═════ Dataset ═════

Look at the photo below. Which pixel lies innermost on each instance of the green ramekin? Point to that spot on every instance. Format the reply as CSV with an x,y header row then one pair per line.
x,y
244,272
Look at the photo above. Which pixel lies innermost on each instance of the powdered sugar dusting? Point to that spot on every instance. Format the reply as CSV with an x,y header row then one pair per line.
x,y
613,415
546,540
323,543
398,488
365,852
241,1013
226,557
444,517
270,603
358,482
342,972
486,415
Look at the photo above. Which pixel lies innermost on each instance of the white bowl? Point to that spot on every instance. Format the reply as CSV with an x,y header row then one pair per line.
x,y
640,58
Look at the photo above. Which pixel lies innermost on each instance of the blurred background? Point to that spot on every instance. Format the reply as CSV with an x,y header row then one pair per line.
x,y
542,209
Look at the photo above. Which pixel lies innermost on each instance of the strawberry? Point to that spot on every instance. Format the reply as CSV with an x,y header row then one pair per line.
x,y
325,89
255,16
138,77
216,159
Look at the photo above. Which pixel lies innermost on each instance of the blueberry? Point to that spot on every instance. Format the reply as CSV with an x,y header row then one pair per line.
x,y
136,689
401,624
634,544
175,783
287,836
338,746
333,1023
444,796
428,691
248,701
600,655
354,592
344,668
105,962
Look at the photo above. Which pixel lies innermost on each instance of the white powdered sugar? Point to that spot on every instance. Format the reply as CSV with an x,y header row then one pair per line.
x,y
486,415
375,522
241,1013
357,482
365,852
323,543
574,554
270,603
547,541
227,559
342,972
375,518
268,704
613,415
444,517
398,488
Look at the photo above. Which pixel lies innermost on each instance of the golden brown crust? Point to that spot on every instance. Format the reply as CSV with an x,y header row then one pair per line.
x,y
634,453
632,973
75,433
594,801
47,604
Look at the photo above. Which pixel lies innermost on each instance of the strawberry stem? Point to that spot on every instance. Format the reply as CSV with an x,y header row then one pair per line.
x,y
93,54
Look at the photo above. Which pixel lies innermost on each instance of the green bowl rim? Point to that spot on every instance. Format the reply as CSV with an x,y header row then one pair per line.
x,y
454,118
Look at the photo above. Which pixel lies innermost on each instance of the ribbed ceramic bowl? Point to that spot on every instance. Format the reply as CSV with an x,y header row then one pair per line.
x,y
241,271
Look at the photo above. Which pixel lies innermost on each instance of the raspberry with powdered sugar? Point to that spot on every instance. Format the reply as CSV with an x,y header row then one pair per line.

═════

**To do:**
Reproduce every line of the material above word for word, without changing anything.

**Reply to the task:**
Look at the photo below. Which pixel lies innermost on each instance of the green ramekin? Point to that spot on every instance. Format the reply as CSV with an x,y header row then one pair per line.
x,y
244,272
Look at the photo above. Which pixel lies innermost on each instance of the powdered sugar dusting? Point to that spot on every instance. Format the reply as CSV with an x,y header row then one pair per line.
x,y
613,415
546,540
323,543
398,488
365,852
241,1013
226,557
444,517
270,603
358,482
342,972
486,415
Look at the photo above. Which pixel lies innermost on each instance of the white bowl? Point to that spot on every instance. Format the reply as CSV with an x,y header row then one pair per line.
x,y
640,58
Look at the photo above. Which pixel lies innermost on each instance of the blurred background? Point to that spot on every instance. Format the reply as CSV with an x,y header row then one pair per line.
x,y
542,209
Look at the photo above. Which pixel lies innermost on each instance of the strawberry? Point to that spot on every instance. Format the reply as CSV with an x,y header row then one pair per line.
x,y
325,89
255,16
138,77
216,159
Look at the photo above. Which pixel lies innermost on each instance of the blueberry? Point to that spot on every instance. Format the reply as CSV with an x,y header row then one pair per line.
x,y
136,689
401,624
634,544
175,783
287,836
338,746
333,1023
444,796
428,691
248,701
600,655
354,592
344,668
105,962
Look at the photo above. Which pixel lies innermost on each instance of the white powdered sugar? Point to that spot on every instance. Format the reply as CSV with an x,y header row then one pair per line.
x,y
486,415
375,522
241,1013
357,482
365,852
323,543
574,554
270,603
547,541
227,559
342,972
375,518
268,704
613,415
444,517
398,488
Look at the photo above. Which pixel lies innermost on each instance of the golden brown crust? Point to that spot on every instance. Format the reply as CSV with an x,y header row then one pair per line.
x,y
634,453
632,973
75,433
594,801
47,604
Look at the photo above. Which pixel lies innermost on each instance of the strawberry stem? Point to that spot on every instance. Format the reply as CSV with an x,y header row then one pair per line.
x,y
93,54
Look at the photo above. Which pixel lies innermost on each instance of the green bowl rim? Point to that spot on every instance. Format the reply as CSV with an x,y header row then one pair per line.
x,y
454,118
Look at the photo above. Which pixel lies innermost on each instance of the ribbed ceramic bowl? Point to that spot on every instance. Format the reply as CSV with an x,y header row then one pair per line.
x,y
241,271
Look at the photo above. Which pixel lies innermost on each instance of the raspberry with powdered sugar? Point to that spot on every instance. Format the reply as CSV with an x,y header row then one pair per line.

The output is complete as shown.